▸ 您的任务:
(a) 请将数组旋转帖子中从“这是我再 leetcode 上遇见的一道题: Rotate”一直到“nums in-place instead.”的全部内容重新写出，并把其中的“Integer”替换为“Numeric”。
(b) 请根据数组旋转帖子回答下列问题：
(i) 题目示例中 n 和 k 分别取什么值？
(ii) 提问者指出的问题是什么？
(iii) 标为 #1 的回复所显示的日期是哪一天？
(c) 请从数组旋转帖子最后显示的一行之后接着往下写。

▸ 页面摘录:
这是我再 leetcode 上遇见的一道题: Rotate an array of n elements to the right by k steps. For example, with n = 7 and k = 3, the array [1,2,3,4,5,6,7] is rotated to [5,6,7,1,2,3,4].
我是这样完成的
# @param {Integer[]} nums
# @param {Integer} k
# @return {void} Do not return anything, modify nums in-place instead.
def rotate(nums, k)
k %=nums.length
if k!= 0
t = nums[k..(nums.length-1).to_i]
f = nums[0..(k-1).to_i]
nums = t + f
end
end
问题是 nums 的值只在函数内改变了
serco
#1
2015年04月01日
k 允许大于 n 吗?可以用 Ruby 内建方法吗?
def rotate(nums, k)
head = nums.shift(k%m)
nums.push(*head)

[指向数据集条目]
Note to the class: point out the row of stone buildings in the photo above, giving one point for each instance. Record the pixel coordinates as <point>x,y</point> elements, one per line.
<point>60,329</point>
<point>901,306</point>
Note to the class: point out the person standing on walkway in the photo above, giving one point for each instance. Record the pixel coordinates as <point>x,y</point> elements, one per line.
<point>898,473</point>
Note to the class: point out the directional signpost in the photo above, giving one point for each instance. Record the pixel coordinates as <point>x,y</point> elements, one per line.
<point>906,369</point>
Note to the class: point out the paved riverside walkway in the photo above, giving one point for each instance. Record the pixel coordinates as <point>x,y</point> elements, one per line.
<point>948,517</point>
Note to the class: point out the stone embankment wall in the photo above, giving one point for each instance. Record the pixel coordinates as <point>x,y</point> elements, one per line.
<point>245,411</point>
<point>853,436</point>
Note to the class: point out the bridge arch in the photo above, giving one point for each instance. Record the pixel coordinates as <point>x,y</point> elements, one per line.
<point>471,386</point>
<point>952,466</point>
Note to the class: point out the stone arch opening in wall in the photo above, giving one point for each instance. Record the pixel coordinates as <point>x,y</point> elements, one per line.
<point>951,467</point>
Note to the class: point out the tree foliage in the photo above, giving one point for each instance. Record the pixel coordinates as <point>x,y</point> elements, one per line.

▸ 已解问题:
(a)
这是我再 leetcode 上遇见的一道题: Rotate an array of n elements to the right by k steps. For example, with n = 7 and k = 3, the array [1,2,3,4,5,6,7] is rotated to [5,6,7,1,2,3,4].
我是这样完成的
# @param {Numeric[]} nums
# @param {Numeric} k
# @return {void} Do not return anything, modify nums in-place instead.

(b)
(i) n = 7，k = 3。
(ii) nums 的值只在函数内改变了。
(iii) 2015年04月01日。

(c)
end
nums.instance_exec(k) do
k %=self.length
if k!= 0
t = self[k..(self.length-1).to_i]
f = self[0..(k-1).to_i]
nums = t + f
end
end
作用域问题
def xxx nums,k
nums.instance_exec(k) do
k %=self.length
if k!= 0
t = self[k..(self.length-1).to_i]
f = self[0..(k-1).to_i]
nums = t + f
end
end
end
nums = [1,2]
xxx nums,1
p nums
.......................Sub_table/sources/a.rb" [1, 2]
Process finished with exit code 0
这样使用就是说你不需要在定义方法了,直接使用:
nums = [1,2]
k = 1
nums.instance_exec(k) do
k %=self.length
if k!= 0
t = self[k..(self.length-1).to_i]
f = self[0..(k-1).to_i]
nums = t + f
end
end
p nums
解决了 只要不对 nums 重新赋值就好了
# @param {Integer[]} nums
# @param {Integer} k
# @return {void} Do not return anything, modify nums in-place instead.
def rotate(nums, k)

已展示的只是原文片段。